Available data |
------------------------------------------------------------------------

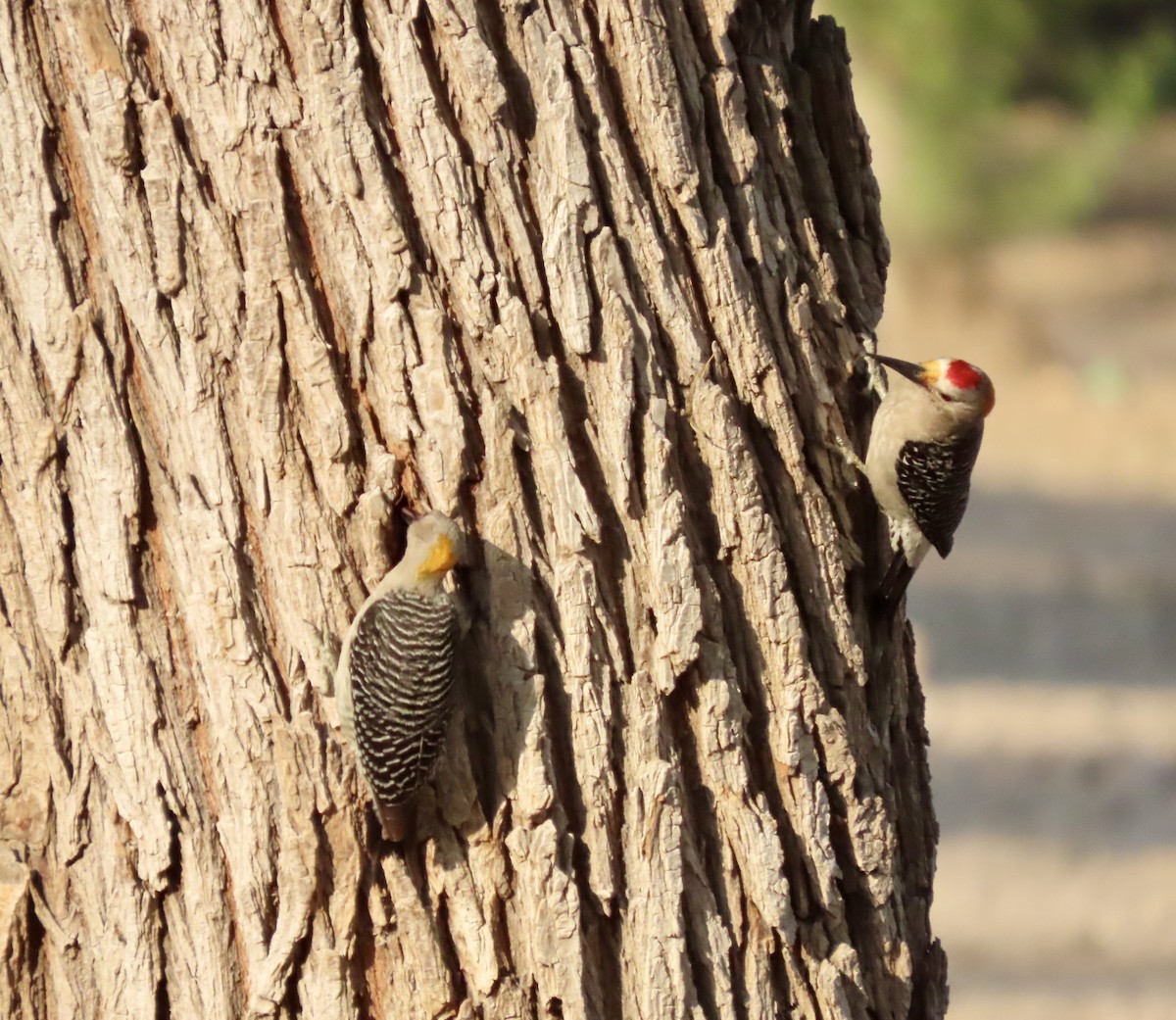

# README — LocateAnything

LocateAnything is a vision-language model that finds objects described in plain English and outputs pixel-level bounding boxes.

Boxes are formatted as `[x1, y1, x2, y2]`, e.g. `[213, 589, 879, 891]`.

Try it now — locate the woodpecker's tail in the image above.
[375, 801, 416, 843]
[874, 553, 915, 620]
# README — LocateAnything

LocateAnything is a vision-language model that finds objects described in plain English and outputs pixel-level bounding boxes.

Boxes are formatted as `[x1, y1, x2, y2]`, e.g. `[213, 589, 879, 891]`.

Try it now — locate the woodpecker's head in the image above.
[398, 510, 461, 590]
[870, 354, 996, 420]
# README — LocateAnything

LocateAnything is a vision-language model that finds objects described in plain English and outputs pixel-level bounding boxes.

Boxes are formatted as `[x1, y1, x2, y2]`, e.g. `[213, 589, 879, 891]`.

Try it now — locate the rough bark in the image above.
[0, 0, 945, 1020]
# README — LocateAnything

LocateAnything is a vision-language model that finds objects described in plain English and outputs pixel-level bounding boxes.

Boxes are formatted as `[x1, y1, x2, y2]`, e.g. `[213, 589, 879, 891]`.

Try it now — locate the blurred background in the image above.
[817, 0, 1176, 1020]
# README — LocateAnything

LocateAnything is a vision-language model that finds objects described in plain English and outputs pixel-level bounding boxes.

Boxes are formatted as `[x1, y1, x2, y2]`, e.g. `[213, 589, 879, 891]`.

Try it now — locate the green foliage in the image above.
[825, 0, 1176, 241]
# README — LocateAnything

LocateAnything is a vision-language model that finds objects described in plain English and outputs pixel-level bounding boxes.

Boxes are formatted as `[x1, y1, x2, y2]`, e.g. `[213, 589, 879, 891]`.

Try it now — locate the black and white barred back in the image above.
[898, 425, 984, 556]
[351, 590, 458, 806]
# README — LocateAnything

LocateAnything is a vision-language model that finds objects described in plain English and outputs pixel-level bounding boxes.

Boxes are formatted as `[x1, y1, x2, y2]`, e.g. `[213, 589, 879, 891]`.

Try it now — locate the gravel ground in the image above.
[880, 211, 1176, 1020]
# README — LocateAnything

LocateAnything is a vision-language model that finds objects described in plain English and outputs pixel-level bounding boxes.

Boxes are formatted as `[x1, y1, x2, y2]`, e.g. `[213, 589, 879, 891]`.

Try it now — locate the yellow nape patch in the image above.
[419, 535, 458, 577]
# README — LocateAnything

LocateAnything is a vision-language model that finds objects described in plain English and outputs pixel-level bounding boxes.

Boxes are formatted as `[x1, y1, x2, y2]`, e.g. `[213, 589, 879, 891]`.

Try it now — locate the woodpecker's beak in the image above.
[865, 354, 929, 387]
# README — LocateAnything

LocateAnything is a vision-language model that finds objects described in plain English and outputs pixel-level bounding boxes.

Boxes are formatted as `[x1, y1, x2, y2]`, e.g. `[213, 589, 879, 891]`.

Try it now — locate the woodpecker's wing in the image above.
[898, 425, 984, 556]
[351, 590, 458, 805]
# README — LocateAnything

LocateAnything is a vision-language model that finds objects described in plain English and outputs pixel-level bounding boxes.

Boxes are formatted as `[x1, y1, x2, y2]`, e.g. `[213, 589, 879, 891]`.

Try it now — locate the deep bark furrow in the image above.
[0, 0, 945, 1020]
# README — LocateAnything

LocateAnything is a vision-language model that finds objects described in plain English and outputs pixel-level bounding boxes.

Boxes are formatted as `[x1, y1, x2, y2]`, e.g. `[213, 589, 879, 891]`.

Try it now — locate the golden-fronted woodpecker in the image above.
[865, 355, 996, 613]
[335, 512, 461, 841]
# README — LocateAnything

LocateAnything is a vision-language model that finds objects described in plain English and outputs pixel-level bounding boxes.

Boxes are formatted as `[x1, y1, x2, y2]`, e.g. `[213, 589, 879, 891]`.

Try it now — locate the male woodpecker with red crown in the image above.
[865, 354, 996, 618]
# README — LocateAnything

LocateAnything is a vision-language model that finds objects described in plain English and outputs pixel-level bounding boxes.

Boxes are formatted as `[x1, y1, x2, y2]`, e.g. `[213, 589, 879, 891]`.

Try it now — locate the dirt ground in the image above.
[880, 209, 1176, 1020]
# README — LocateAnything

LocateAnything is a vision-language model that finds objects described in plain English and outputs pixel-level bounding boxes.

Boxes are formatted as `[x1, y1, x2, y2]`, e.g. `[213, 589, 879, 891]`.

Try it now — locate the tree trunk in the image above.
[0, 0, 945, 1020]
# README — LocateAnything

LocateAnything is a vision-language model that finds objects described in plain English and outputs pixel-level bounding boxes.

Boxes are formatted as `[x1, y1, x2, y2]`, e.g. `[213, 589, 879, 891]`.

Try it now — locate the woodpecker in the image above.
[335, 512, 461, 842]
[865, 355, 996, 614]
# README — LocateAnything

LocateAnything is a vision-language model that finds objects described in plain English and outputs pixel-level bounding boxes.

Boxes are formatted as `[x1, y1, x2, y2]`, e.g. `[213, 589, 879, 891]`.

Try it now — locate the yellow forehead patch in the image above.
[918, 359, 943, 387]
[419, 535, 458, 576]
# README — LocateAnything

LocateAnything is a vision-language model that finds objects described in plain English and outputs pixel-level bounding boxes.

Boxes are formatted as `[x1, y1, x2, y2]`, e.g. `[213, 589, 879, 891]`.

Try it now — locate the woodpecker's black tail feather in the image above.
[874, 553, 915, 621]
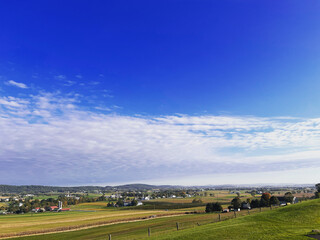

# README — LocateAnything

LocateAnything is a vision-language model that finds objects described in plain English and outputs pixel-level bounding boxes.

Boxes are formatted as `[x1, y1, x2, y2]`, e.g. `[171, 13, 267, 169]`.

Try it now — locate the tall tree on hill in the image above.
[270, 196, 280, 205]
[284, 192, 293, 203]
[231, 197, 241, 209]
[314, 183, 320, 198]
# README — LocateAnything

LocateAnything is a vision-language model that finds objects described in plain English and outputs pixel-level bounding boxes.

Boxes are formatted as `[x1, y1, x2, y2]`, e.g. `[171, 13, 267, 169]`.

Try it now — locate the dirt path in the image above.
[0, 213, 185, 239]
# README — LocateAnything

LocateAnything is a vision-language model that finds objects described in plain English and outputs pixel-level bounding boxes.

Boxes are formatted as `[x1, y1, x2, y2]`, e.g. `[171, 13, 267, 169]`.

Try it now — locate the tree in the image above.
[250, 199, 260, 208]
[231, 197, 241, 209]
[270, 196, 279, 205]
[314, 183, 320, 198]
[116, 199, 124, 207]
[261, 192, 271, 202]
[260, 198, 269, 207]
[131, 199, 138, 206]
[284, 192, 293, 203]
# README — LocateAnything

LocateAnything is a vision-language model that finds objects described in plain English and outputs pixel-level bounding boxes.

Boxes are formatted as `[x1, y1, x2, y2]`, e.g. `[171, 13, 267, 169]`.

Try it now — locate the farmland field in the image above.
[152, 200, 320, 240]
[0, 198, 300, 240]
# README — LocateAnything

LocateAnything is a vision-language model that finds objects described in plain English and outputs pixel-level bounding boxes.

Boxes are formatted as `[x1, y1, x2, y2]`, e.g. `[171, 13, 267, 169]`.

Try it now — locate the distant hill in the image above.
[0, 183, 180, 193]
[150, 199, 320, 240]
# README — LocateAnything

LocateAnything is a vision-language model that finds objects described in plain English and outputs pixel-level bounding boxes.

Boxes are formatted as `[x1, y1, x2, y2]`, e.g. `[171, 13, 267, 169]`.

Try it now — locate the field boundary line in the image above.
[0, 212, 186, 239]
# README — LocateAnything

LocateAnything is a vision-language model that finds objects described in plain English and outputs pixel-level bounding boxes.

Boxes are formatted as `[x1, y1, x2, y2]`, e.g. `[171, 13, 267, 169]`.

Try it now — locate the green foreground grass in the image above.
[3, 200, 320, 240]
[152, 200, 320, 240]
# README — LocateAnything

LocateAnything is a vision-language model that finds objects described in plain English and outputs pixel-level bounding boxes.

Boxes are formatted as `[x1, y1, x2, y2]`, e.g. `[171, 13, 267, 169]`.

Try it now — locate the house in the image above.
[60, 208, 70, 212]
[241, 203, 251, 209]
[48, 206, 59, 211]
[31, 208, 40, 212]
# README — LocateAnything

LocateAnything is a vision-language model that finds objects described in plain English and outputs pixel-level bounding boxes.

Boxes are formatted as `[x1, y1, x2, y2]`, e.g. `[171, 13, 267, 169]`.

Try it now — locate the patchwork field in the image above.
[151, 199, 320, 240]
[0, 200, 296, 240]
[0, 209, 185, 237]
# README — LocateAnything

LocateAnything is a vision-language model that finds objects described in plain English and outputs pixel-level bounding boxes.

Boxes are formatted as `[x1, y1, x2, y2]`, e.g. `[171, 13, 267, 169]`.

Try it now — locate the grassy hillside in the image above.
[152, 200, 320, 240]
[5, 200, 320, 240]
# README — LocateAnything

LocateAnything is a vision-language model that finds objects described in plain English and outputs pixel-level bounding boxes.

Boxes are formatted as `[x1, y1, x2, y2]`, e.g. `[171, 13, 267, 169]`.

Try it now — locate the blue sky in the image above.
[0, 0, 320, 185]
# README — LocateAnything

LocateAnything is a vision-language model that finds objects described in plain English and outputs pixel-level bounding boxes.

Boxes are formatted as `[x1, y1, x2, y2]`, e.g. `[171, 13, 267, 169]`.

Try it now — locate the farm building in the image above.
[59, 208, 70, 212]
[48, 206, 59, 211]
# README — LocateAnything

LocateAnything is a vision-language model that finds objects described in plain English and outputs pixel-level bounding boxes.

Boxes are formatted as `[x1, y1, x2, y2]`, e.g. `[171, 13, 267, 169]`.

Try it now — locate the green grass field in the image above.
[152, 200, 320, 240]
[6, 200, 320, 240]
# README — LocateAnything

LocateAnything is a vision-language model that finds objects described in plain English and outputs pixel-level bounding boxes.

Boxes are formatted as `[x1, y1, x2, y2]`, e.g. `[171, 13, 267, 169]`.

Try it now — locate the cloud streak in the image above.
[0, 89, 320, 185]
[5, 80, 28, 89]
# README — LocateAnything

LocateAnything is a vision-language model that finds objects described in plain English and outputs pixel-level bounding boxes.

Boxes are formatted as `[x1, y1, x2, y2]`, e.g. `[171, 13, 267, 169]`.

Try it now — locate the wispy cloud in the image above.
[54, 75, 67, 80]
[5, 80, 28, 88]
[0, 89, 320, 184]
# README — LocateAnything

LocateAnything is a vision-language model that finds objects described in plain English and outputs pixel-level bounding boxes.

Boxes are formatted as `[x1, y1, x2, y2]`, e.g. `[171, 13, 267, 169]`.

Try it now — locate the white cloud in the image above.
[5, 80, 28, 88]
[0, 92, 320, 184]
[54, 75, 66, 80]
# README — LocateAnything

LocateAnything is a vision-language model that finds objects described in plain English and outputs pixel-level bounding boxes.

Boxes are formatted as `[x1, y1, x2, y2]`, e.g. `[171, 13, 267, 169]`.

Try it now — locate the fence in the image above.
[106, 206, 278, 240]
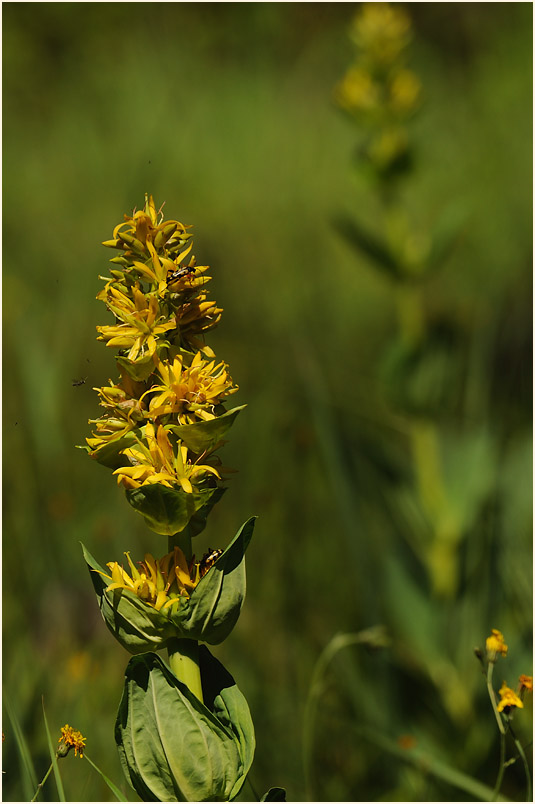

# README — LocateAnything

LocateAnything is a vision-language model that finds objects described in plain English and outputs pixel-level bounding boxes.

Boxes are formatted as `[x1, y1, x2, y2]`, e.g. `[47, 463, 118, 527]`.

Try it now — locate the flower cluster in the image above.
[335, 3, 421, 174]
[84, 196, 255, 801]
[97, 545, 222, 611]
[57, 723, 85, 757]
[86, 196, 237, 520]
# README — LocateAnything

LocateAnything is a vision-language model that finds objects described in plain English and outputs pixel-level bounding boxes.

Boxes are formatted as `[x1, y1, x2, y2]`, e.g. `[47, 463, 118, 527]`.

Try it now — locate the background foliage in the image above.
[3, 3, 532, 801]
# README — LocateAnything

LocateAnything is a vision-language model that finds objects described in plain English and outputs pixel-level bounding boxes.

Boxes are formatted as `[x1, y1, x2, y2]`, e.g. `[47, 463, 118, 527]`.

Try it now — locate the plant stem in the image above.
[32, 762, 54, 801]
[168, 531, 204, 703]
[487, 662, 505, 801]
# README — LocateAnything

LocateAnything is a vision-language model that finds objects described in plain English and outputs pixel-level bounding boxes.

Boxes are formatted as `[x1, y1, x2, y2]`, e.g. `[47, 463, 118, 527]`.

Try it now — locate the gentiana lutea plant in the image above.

------------------------------------------------------------------------

Problem to solve |
How many lines in the data above contain the word "white"? Reply with the number only.

Result of the exercise |
2